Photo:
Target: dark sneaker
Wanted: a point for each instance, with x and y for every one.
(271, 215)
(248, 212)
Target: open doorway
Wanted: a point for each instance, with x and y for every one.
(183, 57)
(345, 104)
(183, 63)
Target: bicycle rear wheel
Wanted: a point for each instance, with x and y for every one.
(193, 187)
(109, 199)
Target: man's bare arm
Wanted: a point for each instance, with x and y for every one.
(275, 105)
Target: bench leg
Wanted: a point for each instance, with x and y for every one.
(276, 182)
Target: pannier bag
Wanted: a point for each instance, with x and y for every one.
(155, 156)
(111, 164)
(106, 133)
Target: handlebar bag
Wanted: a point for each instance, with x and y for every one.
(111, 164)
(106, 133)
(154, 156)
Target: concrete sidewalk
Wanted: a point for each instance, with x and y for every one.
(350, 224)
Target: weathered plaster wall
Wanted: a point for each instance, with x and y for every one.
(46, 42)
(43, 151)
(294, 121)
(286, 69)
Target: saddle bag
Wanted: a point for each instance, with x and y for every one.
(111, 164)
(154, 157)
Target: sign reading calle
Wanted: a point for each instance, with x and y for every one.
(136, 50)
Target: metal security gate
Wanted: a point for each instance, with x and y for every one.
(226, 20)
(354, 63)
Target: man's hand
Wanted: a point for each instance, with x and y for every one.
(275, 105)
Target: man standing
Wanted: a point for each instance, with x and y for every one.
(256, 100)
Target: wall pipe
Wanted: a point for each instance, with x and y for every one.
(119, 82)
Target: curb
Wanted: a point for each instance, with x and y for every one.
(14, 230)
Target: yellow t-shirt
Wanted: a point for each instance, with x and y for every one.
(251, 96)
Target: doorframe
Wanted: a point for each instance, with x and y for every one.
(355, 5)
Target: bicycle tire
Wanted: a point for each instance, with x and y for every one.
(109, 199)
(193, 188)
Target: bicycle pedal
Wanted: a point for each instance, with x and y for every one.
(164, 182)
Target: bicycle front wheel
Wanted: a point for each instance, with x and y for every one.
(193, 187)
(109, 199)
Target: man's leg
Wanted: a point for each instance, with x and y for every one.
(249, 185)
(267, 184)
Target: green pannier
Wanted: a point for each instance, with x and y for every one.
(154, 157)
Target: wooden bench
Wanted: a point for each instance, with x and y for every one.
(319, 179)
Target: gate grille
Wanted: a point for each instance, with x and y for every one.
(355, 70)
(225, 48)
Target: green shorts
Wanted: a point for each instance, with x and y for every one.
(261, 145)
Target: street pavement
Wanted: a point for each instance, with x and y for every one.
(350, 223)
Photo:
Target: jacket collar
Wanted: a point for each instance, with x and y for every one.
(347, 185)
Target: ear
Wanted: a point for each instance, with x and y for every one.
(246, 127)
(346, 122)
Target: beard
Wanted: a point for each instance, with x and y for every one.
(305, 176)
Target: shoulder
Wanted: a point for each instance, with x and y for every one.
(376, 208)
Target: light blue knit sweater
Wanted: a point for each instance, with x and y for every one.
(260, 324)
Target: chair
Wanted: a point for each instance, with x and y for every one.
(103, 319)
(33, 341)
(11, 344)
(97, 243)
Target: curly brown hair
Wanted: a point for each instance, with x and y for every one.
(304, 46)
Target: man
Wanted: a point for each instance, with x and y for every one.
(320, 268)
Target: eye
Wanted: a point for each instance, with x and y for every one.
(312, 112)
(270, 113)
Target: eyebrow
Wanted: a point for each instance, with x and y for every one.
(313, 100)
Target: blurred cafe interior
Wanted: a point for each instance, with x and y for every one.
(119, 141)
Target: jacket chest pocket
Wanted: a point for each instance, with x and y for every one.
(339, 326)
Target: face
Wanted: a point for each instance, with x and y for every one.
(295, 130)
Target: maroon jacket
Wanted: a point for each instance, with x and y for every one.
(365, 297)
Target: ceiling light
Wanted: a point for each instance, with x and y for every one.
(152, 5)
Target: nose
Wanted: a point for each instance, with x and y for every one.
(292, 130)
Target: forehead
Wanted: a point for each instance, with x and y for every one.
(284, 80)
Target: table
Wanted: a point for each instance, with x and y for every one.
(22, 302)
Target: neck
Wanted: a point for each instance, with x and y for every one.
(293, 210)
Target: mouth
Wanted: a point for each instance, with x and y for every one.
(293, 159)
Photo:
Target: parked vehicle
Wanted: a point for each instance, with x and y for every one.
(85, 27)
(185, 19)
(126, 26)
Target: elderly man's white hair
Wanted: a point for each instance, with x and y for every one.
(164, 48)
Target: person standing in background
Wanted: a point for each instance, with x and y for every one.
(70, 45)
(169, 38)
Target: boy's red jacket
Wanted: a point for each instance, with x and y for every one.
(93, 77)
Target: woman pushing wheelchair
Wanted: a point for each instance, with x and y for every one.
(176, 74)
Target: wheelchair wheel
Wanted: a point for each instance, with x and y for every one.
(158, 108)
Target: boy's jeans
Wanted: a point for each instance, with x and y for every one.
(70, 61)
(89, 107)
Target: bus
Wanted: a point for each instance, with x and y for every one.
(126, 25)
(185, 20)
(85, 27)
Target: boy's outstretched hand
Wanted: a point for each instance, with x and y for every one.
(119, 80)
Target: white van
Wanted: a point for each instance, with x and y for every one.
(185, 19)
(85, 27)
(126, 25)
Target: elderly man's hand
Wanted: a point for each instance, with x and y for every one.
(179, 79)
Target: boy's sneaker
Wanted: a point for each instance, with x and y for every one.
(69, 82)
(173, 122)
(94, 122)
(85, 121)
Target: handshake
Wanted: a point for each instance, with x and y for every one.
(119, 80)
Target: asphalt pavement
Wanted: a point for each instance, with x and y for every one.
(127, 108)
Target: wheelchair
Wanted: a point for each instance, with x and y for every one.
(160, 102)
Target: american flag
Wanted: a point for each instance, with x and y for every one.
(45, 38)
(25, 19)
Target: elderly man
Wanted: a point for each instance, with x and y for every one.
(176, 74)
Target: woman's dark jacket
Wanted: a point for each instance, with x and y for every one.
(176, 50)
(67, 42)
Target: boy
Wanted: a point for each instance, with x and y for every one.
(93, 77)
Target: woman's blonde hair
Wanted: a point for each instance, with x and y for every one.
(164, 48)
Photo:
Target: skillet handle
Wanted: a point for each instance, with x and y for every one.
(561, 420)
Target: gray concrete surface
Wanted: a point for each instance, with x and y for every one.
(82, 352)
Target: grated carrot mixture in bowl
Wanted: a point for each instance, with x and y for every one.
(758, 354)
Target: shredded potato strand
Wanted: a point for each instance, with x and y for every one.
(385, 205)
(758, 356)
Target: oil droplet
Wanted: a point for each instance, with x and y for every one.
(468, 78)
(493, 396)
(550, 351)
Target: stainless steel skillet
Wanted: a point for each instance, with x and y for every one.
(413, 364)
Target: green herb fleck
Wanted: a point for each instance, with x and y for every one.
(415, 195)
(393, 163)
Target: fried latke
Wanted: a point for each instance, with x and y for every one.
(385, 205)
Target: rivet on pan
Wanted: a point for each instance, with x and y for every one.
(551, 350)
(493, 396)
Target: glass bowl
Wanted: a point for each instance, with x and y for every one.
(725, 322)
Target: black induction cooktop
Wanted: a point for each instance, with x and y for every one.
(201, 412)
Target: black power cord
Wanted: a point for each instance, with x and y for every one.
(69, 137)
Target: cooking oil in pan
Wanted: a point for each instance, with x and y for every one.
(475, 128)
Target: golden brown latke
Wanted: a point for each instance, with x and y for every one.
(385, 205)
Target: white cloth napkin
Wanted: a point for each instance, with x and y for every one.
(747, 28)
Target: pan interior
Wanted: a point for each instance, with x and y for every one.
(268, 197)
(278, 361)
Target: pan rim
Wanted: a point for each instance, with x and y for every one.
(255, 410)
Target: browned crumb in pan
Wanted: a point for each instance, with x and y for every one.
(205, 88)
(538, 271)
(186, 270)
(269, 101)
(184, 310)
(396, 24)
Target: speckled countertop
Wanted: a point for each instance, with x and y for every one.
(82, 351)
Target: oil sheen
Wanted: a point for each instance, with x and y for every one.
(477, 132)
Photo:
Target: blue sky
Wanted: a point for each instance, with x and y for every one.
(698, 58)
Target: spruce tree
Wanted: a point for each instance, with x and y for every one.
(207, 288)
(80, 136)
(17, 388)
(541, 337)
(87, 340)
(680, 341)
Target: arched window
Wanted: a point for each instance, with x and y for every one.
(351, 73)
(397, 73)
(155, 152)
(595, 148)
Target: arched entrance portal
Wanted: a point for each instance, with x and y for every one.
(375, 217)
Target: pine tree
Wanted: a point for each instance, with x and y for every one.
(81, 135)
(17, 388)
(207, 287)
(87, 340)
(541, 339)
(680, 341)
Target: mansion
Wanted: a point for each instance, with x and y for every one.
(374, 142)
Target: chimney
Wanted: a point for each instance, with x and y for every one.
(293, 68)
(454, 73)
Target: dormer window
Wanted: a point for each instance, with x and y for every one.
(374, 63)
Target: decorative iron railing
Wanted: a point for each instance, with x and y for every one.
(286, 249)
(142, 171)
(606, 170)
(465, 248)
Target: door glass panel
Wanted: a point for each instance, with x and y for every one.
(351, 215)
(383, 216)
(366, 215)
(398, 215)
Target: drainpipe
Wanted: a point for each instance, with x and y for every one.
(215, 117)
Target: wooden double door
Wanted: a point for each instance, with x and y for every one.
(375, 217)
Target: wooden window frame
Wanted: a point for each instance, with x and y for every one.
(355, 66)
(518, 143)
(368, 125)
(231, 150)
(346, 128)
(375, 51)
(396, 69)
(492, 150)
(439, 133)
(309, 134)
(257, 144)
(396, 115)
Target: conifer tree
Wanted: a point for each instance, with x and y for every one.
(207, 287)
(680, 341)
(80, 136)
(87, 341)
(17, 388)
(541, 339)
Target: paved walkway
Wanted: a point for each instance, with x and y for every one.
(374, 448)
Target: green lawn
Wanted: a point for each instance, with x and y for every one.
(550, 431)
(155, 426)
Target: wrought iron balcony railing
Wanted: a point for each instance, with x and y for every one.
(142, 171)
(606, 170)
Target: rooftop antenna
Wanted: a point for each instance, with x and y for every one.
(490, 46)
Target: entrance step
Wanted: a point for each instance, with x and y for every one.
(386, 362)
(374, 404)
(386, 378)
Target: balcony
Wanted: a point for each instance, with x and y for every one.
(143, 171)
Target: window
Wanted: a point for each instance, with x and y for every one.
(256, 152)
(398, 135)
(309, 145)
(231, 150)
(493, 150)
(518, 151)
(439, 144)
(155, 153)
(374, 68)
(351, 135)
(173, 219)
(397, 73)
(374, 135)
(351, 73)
= = = =
## EXERCISE DETAILS
Could you transcribe the entries exactly, from the first line through the line containing "Target: concrete sidewalk", and give nothing more?

## RESULT OF THIS EXERCISE
Photo:
Target: dark sneaker
Wanted: a point for each instance, with x and y for every one.
(271, 215)
(248, 212)
Target: open doorway
Wanted: a point for each instance, with x and y for every one.
(183, 57)
(345, 104)
(183, 63)
Target: bicycle rear wheel
Wanted: a point for each instance, with x and y for every one.
(193, 187)
(109, 199)
Target: man's bare arm
Wanted: a point for each instance, with x and y for every one.
(275, 105)
Target: bench leg
Wanted: a point for each instance, with x and y for every one.
(276, 182)
Target: pannier bag
Wanted: a point for each instance, with x and y for every one.
(155, 156)
(111, 164)
(106, 133)
Target: handlebar bag
Wanted: a point for each instance, with x and y for every one.
(111, 164)
(106, 133)
(154, 156)
Target: concrete sidewalk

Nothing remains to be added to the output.